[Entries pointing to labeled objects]
* * *
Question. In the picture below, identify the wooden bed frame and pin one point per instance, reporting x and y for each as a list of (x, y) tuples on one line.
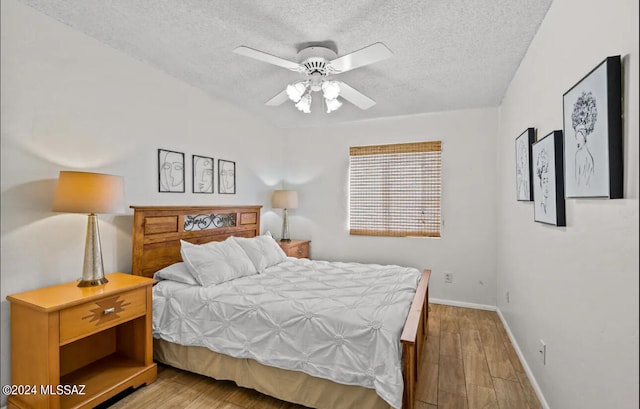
[(157, 231)]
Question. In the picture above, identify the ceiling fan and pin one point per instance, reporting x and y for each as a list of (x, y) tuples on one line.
[(318, 63)]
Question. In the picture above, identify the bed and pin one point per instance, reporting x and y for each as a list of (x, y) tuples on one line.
[(159, 232)]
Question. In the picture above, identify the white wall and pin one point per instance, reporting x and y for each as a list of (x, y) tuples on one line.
[(574, 287), (71, 103), (317, 160)]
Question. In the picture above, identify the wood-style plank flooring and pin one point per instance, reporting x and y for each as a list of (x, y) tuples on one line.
[(469, 363)]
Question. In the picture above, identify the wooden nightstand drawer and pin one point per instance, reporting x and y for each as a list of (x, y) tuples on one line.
[(301, 251), (296, 248), (85, 319)]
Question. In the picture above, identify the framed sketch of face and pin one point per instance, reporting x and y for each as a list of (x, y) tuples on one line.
[(226, 177), (548, 180), (524, 173), (170, 171), (202, 174), (592, 118)]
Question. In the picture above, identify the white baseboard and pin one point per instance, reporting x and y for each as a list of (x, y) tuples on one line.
[(462, 304), (527, 370), (532, 379)]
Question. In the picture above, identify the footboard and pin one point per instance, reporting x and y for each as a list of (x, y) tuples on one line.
[(413, 339)]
* * *
--- Aim ---
Update the material starting at its beginning and ending at the line that contains "[(462, 304), (527, 370), (532, 379)]" by replacing "pin" with "mark", keeping all else unchanged, and omit the pictures.

--- Solution to the problem ---
Question. In the picture below, identify the wooden bed frame and mark one point per instance, reporting x and y for each as a list of (x, y) tuples on one line.
[(157, 231)]
Question. In the picture above, identify the ceiling fan and mark one point per instance, reporting x and y for each as a list of (x, y) tuples on one line.
[(318, 63)]
Question. In the picture above, identify the bed and mark one point per instance, reporting x and y for each as a list of (x, y) tuples on one line.
[(159, 232)]
Question. In the picture above, identify the white wall and mark one point per instance, reporting x and y for each as a list of (x, y) tuples on one line.
[(574, 287), (71, 103), (317, 160)]
Question. In the picture above, identify the wood-style plank flooring and mark one point per instance, reporting x and y for each as a list of (x, y) tuples on one line.
[(469, 363)]
Question. In the picture above, identify the wooden nightstand drawer and mark one point per instance, reporting x and y for each as a list of (x, y) tuples on one line.
[(301, 251), (296, 248), (85, 319)]
Question. In the picture above, identify the framed sketch of face and mark one point per instance, reporting x and y for each as a list of (x, y) tuples on one line.
[(226, 177), (548, 180), (524, 173), (170, 171), (202, 174), (592, 118)]
Question. In the picture above, identify the white baseboard and mark one point per instance, reporting x and y for each as a list of (x, y) tuples on one line.
[(462, 304), (527, 370), (532, 379)]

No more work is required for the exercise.